● PROBLEMS AND TASKS
A. In the batch file thread, which folder paths does the script assign to dirA and dirB?
B. Please extend the batch file thread beyond its final post heading.

# batch files



## mdmini (Apr 29, 2008)

hi guys
i wanted to write a batch file that would compare 2 folders and give me the difference in another folder.
i got this script but i want the difference to go to a another folder. plsssssssssssss help....
this is the script i managed to get.......

@echo off


setlocal ENABLEDELAYEDEXPANSION
::Set dirA=%1
::Set dirB=%2

Set dirA=C:\1
Set dirB=C:\2

dir /B /O %dirA% >dirA.txt
dir /B /O %dirB% >dirB.txt


Echo Files that are found in BOTH folders %dirA% AND %dirB% >both.txt
Echo. >>both.txt
findstr /G:dirA.txt dirB.txt >>both.txt
echo ------------------------------------- >>both.txt

Echo Files that are found in folder %dirA% but NOT in folder %dirB% >AnotinB.txt
Echo. >>AnotinB.txt
find /V /C "this_is_an_absurd_string" dirB.txt >numlines.txt
for /f "tokens=3 delims= " %%B in (numlines.txt) do set /A maxnum=%%B

for /F "tokens=* delims= " %%A in (dirA.txt) do (
find /V /C "%%A" dirB.txt >numlines.txt
for /f "tokens=3 delims= " %%B in (numlines.txt) do set /A foundnum=%%B
if %maxnum%==!foundnum! (echo %%A >>AnotinB.txt
xcopy %%A c:\3)

)
echo ------------------------------------- >>AnotinB.txt


Echo Files that are found in folder %dirB% but NOT in folder %dirA% >BnotinA.txt
Echo. >>BnotinA.txt
find /V /C "this_is_an_absurd_string" dirA.txt >numlines.txt
for /f "tokens=3 delims= " %%B in (numlines.txt) do set /A maxnum=%%B

for /F "tokens=* delims= " %%A in (dirB.txt) do (
find /V /C "%%A" dirA.txt >numlines.txt
for /f "tokens=3 delims= " %%B in (numlines.txt) do set /A foundnum=%%B
if %maxnum%==!foundnum! (echo %%A >>BnotinA.txt
copy c:\2 /f C:\3)
)
echo. >>BnotinA.txt
echo ------------------------------------- >>BnotinA.txt

copy /B both.txt+AnotinB.txt+BnotinA.txt dupli.txt >nul
more dupli.txt

for %%A in (dirA.txt dirB.txt both.txt AnotinB.txt BnotinA.txt numlines.txt) do (
if exist %%A del %%A
)


----------



## JohnWill (Oct 19, 2002)

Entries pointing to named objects
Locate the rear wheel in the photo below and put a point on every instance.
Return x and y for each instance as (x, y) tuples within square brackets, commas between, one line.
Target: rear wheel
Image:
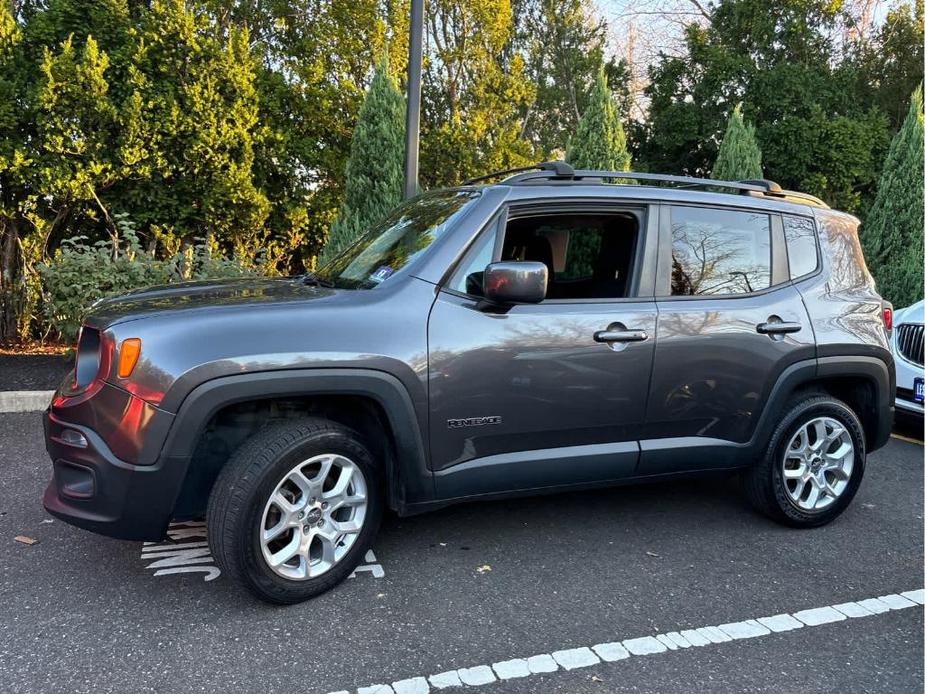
[(295, 509), (814, 465)]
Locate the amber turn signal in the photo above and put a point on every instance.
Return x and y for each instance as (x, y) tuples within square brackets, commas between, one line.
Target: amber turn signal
[(129, 352)]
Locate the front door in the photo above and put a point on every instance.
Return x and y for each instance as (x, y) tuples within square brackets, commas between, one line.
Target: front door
[(548, 394)]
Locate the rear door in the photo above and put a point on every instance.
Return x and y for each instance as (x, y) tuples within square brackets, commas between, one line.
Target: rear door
[(549, 394), (730, 321)]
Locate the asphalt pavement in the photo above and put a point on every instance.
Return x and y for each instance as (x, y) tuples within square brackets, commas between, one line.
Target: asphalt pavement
[(475, 585)]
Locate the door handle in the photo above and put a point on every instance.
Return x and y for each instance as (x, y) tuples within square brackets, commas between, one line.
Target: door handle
[(778, 328), (620, 336)]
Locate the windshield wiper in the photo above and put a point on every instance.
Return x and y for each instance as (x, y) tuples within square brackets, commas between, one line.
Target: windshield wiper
[(311, 279)]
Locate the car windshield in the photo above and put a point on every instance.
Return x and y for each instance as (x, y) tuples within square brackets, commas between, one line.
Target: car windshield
[(394, 243)]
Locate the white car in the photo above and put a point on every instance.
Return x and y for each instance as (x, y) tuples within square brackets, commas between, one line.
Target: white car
[(907, 343)]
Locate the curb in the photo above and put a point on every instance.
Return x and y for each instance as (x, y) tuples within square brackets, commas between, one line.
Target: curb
[(25, 400)]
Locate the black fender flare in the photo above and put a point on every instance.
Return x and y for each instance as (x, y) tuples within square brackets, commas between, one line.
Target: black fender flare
[(409, 478), (805, 373)]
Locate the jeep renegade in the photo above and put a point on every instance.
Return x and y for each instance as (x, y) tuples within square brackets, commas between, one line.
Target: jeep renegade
[(559, 330)]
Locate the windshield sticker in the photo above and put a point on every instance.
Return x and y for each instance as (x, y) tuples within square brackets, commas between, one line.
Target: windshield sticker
[(382, 273)]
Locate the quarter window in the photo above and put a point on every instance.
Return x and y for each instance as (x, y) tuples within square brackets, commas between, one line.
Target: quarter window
[(717, 252), (801, 245)]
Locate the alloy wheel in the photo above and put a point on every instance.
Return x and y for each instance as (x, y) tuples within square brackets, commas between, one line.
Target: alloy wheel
[(817, 464), (313, 516)]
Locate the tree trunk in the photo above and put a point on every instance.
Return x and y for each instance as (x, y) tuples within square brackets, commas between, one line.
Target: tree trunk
[(11, 284)]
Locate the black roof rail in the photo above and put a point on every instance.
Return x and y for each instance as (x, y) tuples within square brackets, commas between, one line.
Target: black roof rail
[(558, 169)]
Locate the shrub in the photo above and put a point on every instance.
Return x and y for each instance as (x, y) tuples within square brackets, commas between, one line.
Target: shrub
[(82, 273)]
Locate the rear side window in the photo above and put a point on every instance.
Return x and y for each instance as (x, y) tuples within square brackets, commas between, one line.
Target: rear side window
[(717, 252), (801, 246)]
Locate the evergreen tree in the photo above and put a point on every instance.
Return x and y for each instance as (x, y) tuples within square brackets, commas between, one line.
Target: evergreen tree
[(599, 141), (892, 234), (739, 156), (374, 170)]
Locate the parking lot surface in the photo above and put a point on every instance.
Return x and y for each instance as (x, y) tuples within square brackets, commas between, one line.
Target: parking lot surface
[(475, 585)]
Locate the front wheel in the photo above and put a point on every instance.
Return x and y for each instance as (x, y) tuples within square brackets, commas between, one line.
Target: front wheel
[(295, 509), (814, 464)]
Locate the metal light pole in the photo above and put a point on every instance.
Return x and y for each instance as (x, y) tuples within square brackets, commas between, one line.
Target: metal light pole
[(413, 113)]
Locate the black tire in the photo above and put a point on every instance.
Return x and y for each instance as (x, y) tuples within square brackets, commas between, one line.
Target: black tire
[(236, 505), (764, 483)]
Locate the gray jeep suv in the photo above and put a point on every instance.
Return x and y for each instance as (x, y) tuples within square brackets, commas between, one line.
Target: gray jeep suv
[(558, 330)]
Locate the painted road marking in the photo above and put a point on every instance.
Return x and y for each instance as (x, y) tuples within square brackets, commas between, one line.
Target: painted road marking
[(25, 400), (187, 551), (583, 656)]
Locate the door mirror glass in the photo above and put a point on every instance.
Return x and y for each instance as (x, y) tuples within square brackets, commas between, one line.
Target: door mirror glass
[(513, 282)]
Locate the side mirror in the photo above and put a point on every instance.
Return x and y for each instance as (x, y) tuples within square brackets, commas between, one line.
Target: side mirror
[(513, 282)]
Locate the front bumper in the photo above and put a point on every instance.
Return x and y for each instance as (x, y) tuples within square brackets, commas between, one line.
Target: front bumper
[(94, 489)]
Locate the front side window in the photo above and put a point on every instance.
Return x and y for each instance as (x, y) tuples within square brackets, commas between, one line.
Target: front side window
[(718, 252), (392, 245), (801, 245), (588, 255)]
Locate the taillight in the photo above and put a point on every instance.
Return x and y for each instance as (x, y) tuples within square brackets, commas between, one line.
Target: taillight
[(129, 351)]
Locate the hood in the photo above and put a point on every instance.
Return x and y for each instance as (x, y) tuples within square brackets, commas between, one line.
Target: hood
[(911, 314), (205, 295)]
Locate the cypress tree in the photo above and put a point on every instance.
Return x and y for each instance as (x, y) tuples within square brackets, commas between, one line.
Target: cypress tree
[(739, 157), (599, 141), (892, 234), (374, 169)]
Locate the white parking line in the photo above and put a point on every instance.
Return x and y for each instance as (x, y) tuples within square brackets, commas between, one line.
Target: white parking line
[(186, 550), (574, 658), (25, 400)]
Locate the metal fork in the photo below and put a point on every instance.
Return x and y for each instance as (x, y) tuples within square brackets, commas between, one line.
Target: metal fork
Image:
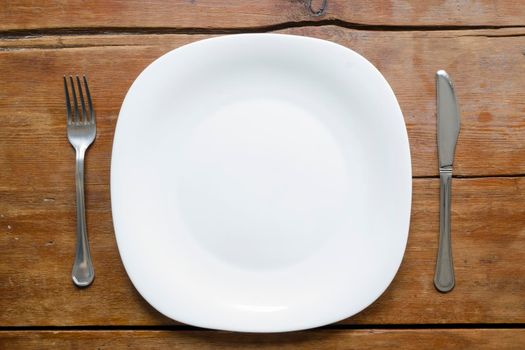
[(81, 131)]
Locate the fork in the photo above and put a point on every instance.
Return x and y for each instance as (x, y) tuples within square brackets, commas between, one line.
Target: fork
[(81, 132)]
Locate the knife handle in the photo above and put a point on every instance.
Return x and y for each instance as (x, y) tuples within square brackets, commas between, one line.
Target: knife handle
[(444, 277)]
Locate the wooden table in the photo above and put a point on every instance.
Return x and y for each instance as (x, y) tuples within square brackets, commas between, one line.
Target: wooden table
[(480, 43)]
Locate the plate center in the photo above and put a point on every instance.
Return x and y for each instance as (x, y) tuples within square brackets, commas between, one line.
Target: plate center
[(261, 183)]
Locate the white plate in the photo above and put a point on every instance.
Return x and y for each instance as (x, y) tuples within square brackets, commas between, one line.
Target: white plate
[(261, 183)]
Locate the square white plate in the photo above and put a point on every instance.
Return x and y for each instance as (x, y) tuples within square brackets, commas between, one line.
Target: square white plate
[(261, 183)]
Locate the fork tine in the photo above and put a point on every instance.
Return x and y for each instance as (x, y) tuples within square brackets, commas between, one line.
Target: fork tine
[(90, 104), (76, 118), (68, 102), (81, 97)]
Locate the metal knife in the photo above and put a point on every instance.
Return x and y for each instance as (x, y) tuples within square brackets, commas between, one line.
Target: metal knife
[(448, 125)]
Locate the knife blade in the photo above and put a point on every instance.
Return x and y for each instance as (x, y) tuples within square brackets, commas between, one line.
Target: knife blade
[(448, 126)]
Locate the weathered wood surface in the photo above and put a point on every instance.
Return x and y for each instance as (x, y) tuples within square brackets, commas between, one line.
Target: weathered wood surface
[(443, 339), (112, 41), (489, 74), (158, 14), (37, 237), (37, 204)]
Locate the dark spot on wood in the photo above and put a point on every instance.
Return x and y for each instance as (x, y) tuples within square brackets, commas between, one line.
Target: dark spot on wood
[(485, 117)]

● TASK RESULTS
A. dirA is set to C:\1 and dirB is set to C:\2.

B.
Why not just one of the many available utilities to compare the files? This seems to be the hard way!


----------



## devil_himself (Apr 7, 2007)

>>>i got this script but i want the difference to go to a another folder

Change The Location While Outputting It To The Text File

Echo Files that are found in BOTH folders %dirA% AND %dirB% >both.txt
Echo. >>both.txt
findstr /G:dirA.txt dirB.txt >>both.txt
echo ------------------------------------- >>both.txt

Echo Files that are found in folder %dirA% but NOT in folder %dirB% >AnotinB.txt
Echo. >>AnotinB.txt
find /V /C "this_is_an_absurd_string" dirB.txt >numlines.txt
for /f "tokens=3 delims= " %%B in (numlines.txt) do set /A maxnum=%%B

for /F "tokens=* delims= " %%A in (dirA.txt) do (
find /V /C "%%A" dirB.txt >numlines.txt
for /f "tokens=3 delims= " %%B in (numlines.txt) do set /A foundnum=%%B
if %maxnum%==!foundnum! (echo %%A >>*C:\AnotinB.txt*
xcopy %%A c:\3)

)
echo ------------------------------------- >>*C:\AnotinB.txt*

My Change In Black .. Not Tested ..Let Me Know If It Needs More Working !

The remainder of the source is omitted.